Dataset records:

# # # # #

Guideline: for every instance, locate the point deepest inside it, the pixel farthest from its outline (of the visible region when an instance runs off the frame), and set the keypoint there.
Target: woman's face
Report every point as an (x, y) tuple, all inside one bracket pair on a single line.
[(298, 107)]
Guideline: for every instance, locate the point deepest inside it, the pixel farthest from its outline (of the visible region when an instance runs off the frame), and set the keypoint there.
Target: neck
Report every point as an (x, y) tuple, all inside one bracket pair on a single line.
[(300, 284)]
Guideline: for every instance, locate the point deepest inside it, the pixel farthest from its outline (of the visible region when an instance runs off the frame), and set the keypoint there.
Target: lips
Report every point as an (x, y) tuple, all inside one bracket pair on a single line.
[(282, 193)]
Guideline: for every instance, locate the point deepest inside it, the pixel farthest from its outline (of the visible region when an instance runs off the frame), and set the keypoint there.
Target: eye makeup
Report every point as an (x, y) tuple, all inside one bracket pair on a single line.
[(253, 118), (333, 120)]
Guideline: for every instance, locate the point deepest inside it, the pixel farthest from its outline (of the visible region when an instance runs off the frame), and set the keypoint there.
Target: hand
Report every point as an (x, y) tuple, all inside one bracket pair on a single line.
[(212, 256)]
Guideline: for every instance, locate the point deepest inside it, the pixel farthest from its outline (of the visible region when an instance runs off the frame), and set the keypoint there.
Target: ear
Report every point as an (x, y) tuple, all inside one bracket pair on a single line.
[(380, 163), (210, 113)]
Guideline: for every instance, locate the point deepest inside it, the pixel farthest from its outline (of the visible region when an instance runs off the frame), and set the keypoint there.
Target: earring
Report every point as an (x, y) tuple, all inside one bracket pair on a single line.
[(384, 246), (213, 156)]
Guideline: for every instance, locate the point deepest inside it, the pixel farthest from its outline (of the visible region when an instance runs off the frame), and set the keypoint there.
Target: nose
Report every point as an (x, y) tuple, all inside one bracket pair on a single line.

# # # # #

| EXERCISE GOAL |
Copy out every line of the listing above word for word.

| SOLVED EXERCISE |
Guideline: for every instance, locate the point deepest inside it, the pixel farthest from its outline (of the visible region when an instance runs off the frame), and set the keypoint there.
Target: woman's face
Report every point as an (x, y) tuple, all inside one bracket pair on a single line.
[(298, 107)]
Guideline: for every instance, locate the point deepest inside it, the pixel farthest from its outline (of the visible region when an instance runs off the frame), and set the keypoint there.
Target: neck
Report every point as an (x, y) tuple, all inside one bracket pair on a single line.
[(300, 284)]
Guideline: for every instance, locate the point deepest inside it, the pixel farthest from its outline (of the visible region when an instance runs off the frame), and set the keypoint there.
Target: lips
Report every point as an (x, y) tuple, all inside one bracket pair on a single line.
[(282, 193)]
Guideline: for every instance, locate the point deepest inside it, the pixel farthest from its outline (of the visible region when an instance runs off the frame), and set the keypoint there.
Target: eye makeup
Report every point as an (x, y) tuple, all inside one bracket pair on a single line.
[(253, 118), (333, 120)]
Guideline: for every instance, locate the point deepest inside it, the pixel farthest from its outline (of the visible region when an instance runs off the frame), and set the keypoint there.
Target: hand
Report every point as an (x, y) tuple, all inside one bracket pair on a single line.
[(212, 256)]
Guideline: for every instance, locate the point deepest inside it, the pixel farthest from its outline (of the visible region when an instance runs off the frame), and set the keypoint there.
Target: ear
Report every point as an (x, y) tuple, all inside one bracket pair on a single line.
[(380, 163), (210, 113)]
Guideline: for every instance, locate the point deepest inside it, the pixel farthest from its outline (of the visible region when an instance runs off the frame), and set the keypoint there.
Target: earring
Report every point as an (x, y) tuple, all inside one bracket pair on a single line.
[(384, 246), (213, 156)]
Guideline: for every instance, locate the point deepest inside it, the pixel farthest from its outline (of the visible region when an instance runs off the frame), and set the keypoint there.
Target: nose
Report every point as an (x, y) tuple, all inside one bracket pair on a single line.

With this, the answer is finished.